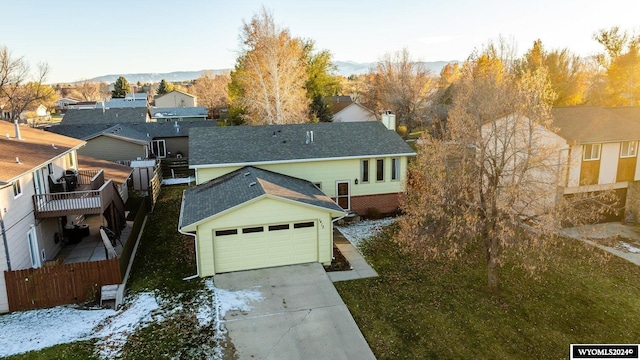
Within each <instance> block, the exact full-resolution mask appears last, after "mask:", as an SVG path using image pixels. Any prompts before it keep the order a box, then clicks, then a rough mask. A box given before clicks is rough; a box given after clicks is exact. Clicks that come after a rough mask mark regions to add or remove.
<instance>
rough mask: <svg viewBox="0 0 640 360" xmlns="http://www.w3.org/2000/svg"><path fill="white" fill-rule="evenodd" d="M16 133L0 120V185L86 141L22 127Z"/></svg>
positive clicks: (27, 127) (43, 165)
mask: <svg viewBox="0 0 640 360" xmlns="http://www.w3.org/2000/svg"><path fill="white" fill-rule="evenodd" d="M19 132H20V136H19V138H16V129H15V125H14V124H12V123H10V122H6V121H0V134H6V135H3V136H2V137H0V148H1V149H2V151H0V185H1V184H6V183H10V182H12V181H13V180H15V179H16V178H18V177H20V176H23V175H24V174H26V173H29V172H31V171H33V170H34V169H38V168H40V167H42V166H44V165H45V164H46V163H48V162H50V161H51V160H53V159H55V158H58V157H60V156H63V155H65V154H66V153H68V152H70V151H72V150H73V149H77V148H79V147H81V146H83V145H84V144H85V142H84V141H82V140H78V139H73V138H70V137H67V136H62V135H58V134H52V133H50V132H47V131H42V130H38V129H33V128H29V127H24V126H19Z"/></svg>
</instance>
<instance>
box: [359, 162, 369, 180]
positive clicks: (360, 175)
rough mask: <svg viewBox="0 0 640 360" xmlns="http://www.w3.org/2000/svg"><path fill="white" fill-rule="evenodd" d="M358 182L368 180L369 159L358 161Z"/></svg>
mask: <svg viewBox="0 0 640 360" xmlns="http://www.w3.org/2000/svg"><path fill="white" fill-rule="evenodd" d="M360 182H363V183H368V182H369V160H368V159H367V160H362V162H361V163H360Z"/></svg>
---
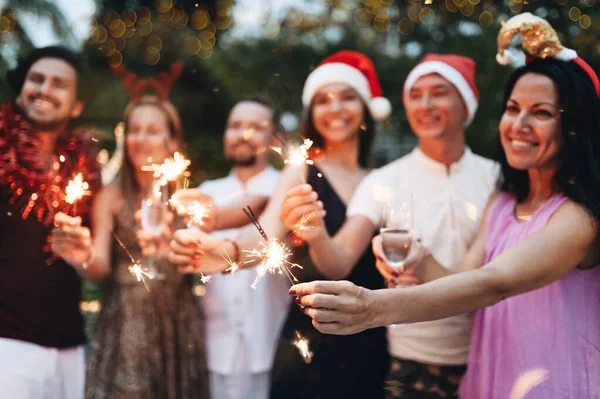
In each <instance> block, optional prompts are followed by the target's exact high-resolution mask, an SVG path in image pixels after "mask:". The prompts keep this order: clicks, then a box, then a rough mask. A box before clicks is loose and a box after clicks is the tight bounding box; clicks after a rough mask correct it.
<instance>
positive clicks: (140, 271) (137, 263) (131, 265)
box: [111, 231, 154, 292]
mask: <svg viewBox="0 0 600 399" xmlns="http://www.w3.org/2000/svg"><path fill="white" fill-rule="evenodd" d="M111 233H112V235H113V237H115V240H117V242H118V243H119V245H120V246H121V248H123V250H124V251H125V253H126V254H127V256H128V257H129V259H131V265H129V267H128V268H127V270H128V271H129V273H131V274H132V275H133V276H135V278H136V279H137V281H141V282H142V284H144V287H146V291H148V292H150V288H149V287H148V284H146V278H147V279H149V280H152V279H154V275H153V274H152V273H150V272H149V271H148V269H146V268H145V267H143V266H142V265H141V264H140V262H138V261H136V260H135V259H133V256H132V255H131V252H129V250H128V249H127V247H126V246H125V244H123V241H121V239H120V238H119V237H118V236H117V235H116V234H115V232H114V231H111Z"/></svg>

Exercise details |
Print exactly the lines of the listing above starting at the line containing "In each <instance> block, optional" and ending at the line containing "positive clicks: (140, 271)", both included.

Answer for this exercise |
In each <instance> block, optional prompts are followed by the target's exact high-resolution mask, an SVG path in image pixels after "mask:". The prompts keep this order: clicks, then a box, then a rough mask. A box before clicks is loose and a box after clicks is the tight bounding box; clicks after a rough mask correct it.
<instance>
positive clicks: (140, 271) (137, 263) (131, 265)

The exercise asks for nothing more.